Back in our world, EV is covered in its first layer of the white stuff. I drove back over Vail pass looking the notorious layer that is the foundation for our snowpack. Usually for us in Colorado this becomes a loosely faceted layer that sets the stage for an avalanche cycle in mid to late November in EV and can dog us for the entire season, depending. Last season Old Man’s early season was perfect example, sliding to the ground in November.
This first snow set the stage for the crown jewel of a garbage Continental snowpack in 2011/2012. Early October snow with a long long period of clear, warm weather created 2-4 mm very loose facets out of the first snow. Surface hoar also reared its’ ugly head. When we finally did get some snow, it came with wind and the results….well you remember. The snow pack never recovered.
Our best hope is continued snow without a third Indian summer before the larger snow load arrives. As bad as last year was ,two years ago was the textbook for a decent snowpack. fo us. Snow, snow and more snow, consistent temps and little wind. “Average” year ? I’d take it.
Every year is different and fascinating in our world, , not only because of the endless variables that affect our snow, but the endlessly variable human element as well. You can’t make the stuff up that happens out in EV. Keeps me coming back and I can’t wait to tell the tale this year. See you soon at the bus stop. EVI.
First Snow. Bring It.
Walked the roommates dog this afternon among the firing snowguns of Beaver Creek shrouded in falling snow from the first decent storm of the year. Matt’s video officially dusted off the website and ended our cyber-hibernation. The walk through the falling snow broke me out of my own. Found some interesting ways to spend the off-season, but when it comes down to it, it’s all just killing time until it snows again.
It’s dumping as I write this and my mind wanders to pow skiing. Having a few more weeks before the lifts turn, be fore we tell the tale of yet another EV season, we sift through memories of an epic trip. Moved some photos over to wp from the fb highlights from our tour from Thompson Pass to Hatcher to Turnagain Pass. Check ’em out. Hoping to end this season in similar style, but first we have a season to ski. Ready?
Meteorite!
Bluebird skies have been too good to pass up. Booked a heli trip wtih Alaska Snowboard Guides for a full day. Brand new op, cool guys and some I know.

■ **Information supplied**
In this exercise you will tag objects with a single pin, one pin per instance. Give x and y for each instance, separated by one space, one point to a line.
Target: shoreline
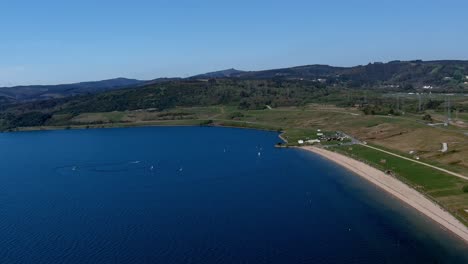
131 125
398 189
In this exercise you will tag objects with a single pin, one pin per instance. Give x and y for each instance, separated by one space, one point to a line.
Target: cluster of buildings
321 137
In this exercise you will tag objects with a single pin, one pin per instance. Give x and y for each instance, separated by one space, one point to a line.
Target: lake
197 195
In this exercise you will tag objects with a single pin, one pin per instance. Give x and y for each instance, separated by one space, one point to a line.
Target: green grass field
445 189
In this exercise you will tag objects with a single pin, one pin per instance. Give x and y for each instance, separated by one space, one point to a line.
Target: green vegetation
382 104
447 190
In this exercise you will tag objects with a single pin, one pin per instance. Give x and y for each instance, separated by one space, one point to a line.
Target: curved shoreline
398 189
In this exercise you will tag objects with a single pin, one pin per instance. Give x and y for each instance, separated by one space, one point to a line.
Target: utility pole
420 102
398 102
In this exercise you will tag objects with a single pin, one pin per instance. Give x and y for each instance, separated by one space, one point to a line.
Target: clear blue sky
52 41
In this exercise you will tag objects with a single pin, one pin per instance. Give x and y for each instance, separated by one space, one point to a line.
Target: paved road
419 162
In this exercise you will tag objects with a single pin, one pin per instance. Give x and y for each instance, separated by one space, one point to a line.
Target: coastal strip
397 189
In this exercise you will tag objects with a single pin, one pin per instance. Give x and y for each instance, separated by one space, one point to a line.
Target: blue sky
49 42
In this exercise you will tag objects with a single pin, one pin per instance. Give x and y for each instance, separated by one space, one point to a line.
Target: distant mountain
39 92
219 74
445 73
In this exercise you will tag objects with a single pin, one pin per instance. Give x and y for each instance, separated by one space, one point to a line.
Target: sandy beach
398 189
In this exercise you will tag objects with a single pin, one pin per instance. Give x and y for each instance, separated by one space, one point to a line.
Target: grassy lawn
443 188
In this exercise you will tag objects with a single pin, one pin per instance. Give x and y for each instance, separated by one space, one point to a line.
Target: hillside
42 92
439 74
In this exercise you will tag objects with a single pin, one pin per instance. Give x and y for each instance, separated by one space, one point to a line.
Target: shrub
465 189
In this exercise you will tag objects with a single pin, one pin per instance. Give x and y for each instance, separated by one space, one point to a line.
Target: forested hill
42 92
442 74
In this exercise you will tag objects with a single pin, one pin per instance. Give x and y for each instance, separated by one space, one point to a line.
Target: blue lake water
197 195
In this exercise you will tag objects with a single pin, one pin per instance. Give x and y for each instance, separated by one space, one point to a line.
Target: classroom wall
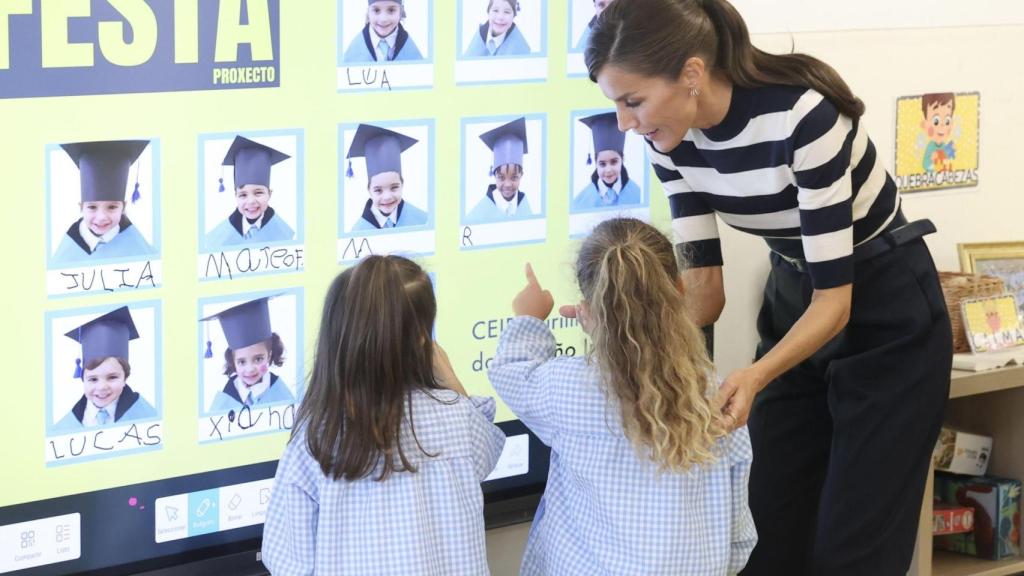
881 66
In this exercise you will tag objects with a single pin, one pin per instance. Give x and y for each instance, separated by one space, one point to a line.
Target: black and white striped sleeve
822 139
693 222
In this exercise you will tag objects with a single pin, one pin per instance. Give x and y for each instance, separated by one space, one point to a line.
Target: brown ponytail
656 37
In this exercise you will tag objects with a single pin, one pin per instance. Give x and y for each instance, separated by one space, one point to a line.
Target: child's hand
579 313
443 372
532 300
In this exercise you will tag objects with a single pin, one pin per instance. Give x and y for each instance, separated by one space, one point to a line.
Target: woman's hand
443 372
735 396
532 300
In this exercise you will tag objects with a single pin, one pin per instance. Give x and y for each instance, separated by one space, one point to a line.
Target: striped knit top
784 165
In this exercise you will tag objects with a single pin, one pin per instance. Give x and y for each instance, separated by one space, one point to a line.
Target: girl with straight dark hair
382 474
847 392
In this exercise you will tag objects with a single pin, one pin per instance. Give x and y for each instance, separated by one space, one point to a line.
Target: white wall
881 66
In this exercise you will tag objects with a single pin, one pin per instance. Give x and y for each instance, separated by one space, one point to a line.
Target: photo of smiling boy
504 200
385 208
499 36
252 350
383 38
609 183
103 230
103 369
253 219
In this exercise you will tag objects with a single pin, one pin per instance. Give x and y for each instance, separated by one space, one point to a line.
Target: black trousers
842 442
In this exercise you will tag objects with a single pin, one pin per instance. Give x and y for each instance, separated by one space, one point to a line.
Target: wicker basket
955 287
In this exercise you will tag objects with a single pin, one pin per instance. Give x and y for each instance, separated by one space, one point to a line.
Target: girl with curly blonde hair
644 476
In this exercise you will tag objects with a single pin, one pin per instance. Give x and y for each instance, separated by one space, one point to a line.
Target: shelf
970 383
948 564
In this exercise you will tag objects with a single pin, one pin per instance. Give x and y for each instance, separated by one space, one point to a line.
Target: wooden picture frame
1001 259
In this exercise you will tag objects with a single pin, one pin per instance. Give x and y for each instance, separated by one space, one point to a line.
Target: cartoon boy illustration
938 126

■ **Stated task**
Continue the ski blog entries about snowpack and the season's first snow, picking up right after their last sentence.

■ **Final result**
Headed out with Dave and had an opportunity to get out and hit a legend. Our first warm up run out the heli? Meteorite. No shit. A 3500′ sustained 52 degree ramp with a 60 degree roll in, it defines Chugach ramp skiing. First run out of the heli for Matt and Luke in AK and headed to the big time. They are now completely jaded. We represented Vail well sent it and spent the rest of the day with Tim Ellis on the Tonsina glacier hitting shots ramps with Sophie.
Thanks to Alaska Snowboard Guides for the opportunity, many people wait a very long time to get the chance to tee it up on an iconic run. Storm rolling in for a couple of days, but all is good. Gonna hit up a sled drop to the Books for a couple days after with the guys from Big Mountain Taxi to hike and ski. Thompson Pass kicks ass…..
On a side note: Congrats to Vail local Brandon Reid for winning TGA with a sick run. If you’ve ever seen a guy on a long board being pulled by a dog at mach ten in the village, probably Brandon. 10 g’s cash and a sword, pretty cool.
Alaskahhhhhh
A little update from the North on EVI’s inaugural trip to Alaska.
Letting the boys sleep in today after a bluebird windless stretch like I’ve never seen up here. We were up at 4500 feet yesterday and not a breath of wind. Unreal. Snowed 20 to 100 cms depending on the aspect and elevation last Friday and Saturday, since then its’s been game on!. Tailgate AK, a lovable junkshow, has wrapped up and the ABA parking lot is ours.
Spent our time getting to know both sides of the pass after getting through an avi cycle the day after the storm. Luke set of a SS-AS-R5-D3-I on the Berlin shoulder. Everybody’s OK, but a sobering reminder to watch your ass at all times up here. Since then the conditions are stable and good. Things heal up very quickly here in the maritime world. The north aspects are filled with Valdez cream cheese, wind buffed supportive powder that hardly sluffs at all on our 40 to 50 degree runs. We’ve been using sled bumps to get to our zones, after that we’ve been climbing and skinning. It’s different and very enjoyable to tour in a place that is a skier’s paradise and overwhelmingly beautiful, filled with a lifetime or two of accessible runs.
Berlin Wall, Berlin Shoulder, Giovanni’s, Aucopolco, Girl’s, Python Wall and today when the boys wake up a bump and hike to ski the mighty Python. Our cost? A little sweat equity and 180 bucks. Not a bad deal.
Will jump into the heli for a day or to and if it stays the same conditions try to get onto some big stuff. Meteorite, Tusk, Pontoon, Kiwi’s are all things availible.
Matt and Luke have been awesome and our group dynamic is better than I could hope for. Solving problems on snow, getting around hazards and learning the game, they both have excelled. We have a ton of pics and video. We will put them up when we aren’t skiing. Simply put it’s been incredible.
3/13/12 Operation Mud Runnel Rescue/ Trip report
I stand on top of the Top of The world and stare in awe at what I see. A mid-May landscape of brown and white stares right back. Barren Vail pass and a rapidly melting east vail are an indicator of just how off this season has been in terms of snow. Nothing to do now but hike and train, ski EVs to get ready for the big game. Nice also to get away from the spring break madness that has taken over the mountain. Good Lord it’s dangerous out there and I’ll take my chances with the backcountry any day.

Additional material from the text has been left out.